::: Provided data :::

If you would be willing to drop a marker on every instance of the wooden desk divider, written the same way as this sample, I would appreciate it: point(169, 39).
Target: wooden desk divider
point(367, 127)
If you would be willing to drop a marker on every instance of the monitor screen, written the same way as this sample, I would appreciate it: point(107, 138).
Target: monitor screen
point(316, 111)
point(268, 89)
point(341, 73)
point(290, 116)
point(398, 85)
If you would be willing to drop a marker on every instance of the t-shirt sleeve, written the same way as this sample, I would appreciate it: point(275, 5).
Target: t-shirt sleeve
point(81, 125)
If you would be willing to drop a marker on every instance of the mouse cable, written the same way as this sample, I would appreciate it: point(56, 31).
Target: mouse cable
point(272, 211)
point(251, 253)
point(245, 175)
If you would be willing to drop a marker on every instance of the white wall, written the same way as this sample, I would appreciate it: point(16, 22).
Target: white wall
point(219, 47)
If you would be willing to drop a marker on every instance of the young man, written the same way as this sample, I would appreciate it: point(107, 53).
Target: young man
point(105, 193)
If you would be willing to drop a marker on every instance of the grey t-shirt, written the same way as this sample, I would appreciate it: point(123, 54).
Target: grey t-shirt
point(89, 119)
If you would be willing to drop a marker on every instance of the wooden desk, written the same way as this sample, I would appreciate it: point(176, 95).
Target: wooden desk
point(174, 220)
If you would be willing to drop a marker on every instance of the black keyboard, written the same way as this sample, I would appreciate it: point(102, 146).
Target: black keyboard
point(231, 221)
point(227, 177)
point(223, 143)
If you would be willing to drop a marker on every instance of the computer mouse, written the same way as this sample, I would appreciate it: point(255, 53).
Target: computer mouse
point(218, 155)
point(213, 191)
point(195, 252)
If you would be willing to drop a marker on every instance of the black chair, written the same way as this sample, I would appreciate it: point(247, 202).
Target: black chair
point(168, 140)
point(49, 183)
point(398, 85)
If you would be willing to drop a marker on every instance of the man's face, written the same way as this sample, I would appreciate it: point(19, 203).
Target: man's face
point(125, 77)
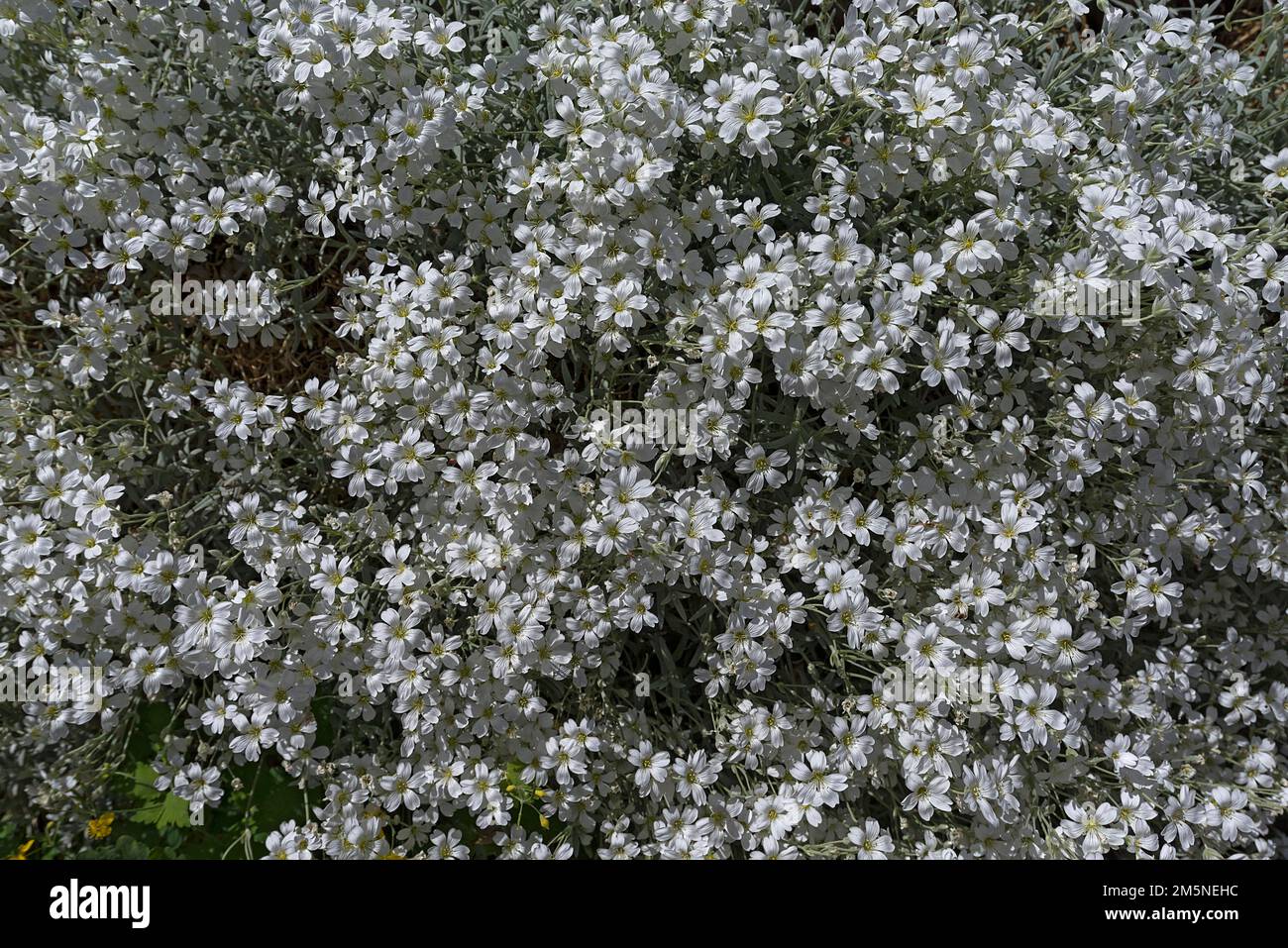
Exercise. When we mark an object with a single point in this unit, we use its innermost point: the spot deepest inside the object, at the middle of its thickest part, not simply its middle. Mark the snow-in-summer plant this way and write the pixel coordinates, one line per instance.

:::

Output all of the entries verbatim, leaving out any images.

● Solution below
If you would be willing to drop a marker on every instance of the wooden desk divider, written the same way as this sample, I would appreciate it: point(169, 39).
Target: wooden desk divider
point(367, 127)
If you would be willing to drop a marker on every instance of the monitor screen, written the same way as this sample, I would appreciate it: point(107, 138).
Target: monitor screen
point(316, 111)
point(268, 89)
point(341, 73)
point(290, 116)
point(398, 85)
If you would be willing to drop a marker on every instance of the t-shirt sleeve, written the same way as this sample, I would appreciate it: point(275, 5).
Target: t-shirt sleeve
point(81, 125)
If you would be willing to drop a marker on every instance of the mouse cable, written the same way as this sample, I would appreciate it: point(56, 31).
Target: mouse cable
point(272, 211)
point(251, 253)
point(245, 175)
If you would be willing to drop a marker on every instance of the white wall, written the same way as this sample, I would appreciate it: point(16, 22).
Target: white wall
point(219, 47)
If you would be willing to drop a marker on every instance of the young man, written the same way as this sample, I would appreciate it: point(107, 53).
Target: young man
point(105, 193)
If you would be willing to drop a marker on every instance of the grey t-shirt, written the same way as this sample, I would appreciate it: point(123, 54).
Target: grey t-shirt
point(89, 119)
If you would be willing to drop a marker on every instance of the wooden desk, written the same way as this sample, I would appreciate it: point(176, 95).
Target: wooden desk
point(174, 220)
If you would be willing to drop a marker on every instance of the black keyboard, written the same way as this sample, I would appreciate it: point(102, 146).
Target: black keyboard
point(231, 221)
point(227, 177)
point(223, 143)
If you would be willing to drop a marker on every instance of the computer mouse, written the same way as this sample, I would appreciate it: point(255, 53).
Target: computer mouse
point(218, 155)
point(213, 191)
point(195, 252)
If you would be willing to drop a marker on every instance of the black chair, written the same way as this sample, I would appreciate it: point(247, 202).
Target: black chair
point(168, 140)
point(49, 183)
point(398, 85)
If you would be willing to drop a marker on every instance of the man's face, written the same way as this sample, I would appreciate it: point(19, 203).
Target: man's face
point(125, 77)
Exercise. When we mark an object with a single point in this unit, we use its innermost point: the spot deepest inside the object, at the middle of its thickest part, not simply its middle. Mark the snow-in-summer plant this way and write the pixel coordinates, one line per instance.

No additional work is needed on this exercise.